     Es el caso del alemán Wim Wenders (un ejemplo cimero del artista-filósofo), quien, por ejemplo, presenta en Las alas del deseo (Der Himmel über Berlin, 1987) un punto de vista que materializa una aparente contradicción: toma distancia pero resulta íntimo. Desde el prólogo recoge la perspectiva del niño, para el que «todo estaba animado y todas las almas eran una». Este acercamiento subsiste en los ángeles que habitan el cielo de Berlín, pero sobre todo los espacios ocupados por el espíritu humano (como se ilustra en la secuencia de la biblioteca, donde hay una alta densidad angelical). Estos guardianes están atentos (y se diría que son sensibles) a la singularidad de la condición y la convivencia humanas, a eventos que podrían caer en la indiferencia y sin embargo resultan valiosos por esa mirada atemporal a la que da densidad de forma extraordinaria el blanco y negro, cortesía del cinefotógrafo Henri Alekan.

# MATERIAL PROPORCIONADO:
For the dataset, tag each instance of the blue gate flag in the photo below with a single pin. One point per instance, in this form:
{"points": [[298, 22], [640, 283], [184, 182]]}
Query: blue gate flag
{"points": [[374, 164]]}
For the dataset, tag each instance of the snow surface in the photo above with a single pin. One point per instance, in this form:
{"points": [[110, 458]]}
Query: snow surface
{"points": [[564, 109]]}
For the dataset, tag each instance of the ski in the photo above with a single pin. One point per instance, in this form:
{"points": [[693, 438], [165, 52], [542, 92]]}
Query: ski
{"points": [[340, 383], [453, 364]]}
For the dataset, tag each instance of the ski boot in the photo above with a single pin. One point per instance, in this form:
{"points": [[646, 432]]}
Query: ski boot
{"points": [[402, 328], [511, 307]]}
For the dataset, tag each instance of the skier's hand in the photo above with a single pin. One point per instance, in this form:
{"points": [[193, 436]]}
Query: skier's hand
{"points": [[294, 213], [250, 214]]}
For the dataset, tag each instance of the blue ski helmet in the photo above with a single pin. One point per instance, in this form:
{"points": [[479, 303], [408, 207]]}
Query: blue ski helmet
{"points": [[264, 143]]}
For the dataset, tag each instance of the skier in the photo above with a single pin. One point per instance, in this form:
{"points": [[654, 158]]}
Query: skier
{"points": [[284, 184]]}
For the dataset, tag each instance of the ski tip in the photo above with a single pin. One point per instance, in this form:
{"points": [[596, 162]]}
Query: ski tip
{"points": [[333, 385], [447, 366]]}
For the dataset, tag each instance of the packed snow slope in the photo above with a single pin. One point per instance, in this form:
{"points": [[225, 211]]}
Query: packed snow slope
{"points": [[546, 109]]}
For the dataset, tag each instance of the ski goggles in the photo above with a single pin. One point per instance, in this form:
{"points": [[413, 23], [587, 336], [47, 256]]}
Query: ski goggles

# PREGUNTAS POR RESPONDER:
(1) Según el texto sobre Las alas del deseo, ¿quién fue el cinefotógrafo responsable del blanco y negro de la película?
(2) Retoma el texto sobre Las alas del deseo justo después de su última oración y sigue escribiéndolo.

# LISTA DE RESPUESTAS:
(1) Henri Alekan.

(2)
     Wenders no ha dejado de manifestar la voluntad de explorar las posibilidades del audiovisual. De ahí que una vez que el cine tridimensional (3d) comenzó a ser un hábito para algunos géneros cinematográficos, él vio que dicha técnica tenía un potencial mayor en el documental (más o menos en las mismas épocas que lo hacía su compatriota Werner Herzog). De ahí que al tratar de recoger la vida y obra de la coreógrafa y bailarina Pina Bausch, se diera a la tarea de empaparse de los pormenores del registro en 3d. «Nunca supe, con todo mi conocimiento del oficio de hacer películas», comentó, «cómo hacer justicia a su trabajo. Fue sólo cuando el 3d fue añadido al lenguaje del film que pude ingresar al ámbito y lenguaje de la danza». Gracias al registro en «estéreo», a la profundidad que éste hace posible, el alemán pudo captar la plasticidad, el volumen que precisan los cuerpos en movimiento. Los resultados en pantalla (lentes mediante), que pueden apreciarse en Pina (2011), son prodigiosos.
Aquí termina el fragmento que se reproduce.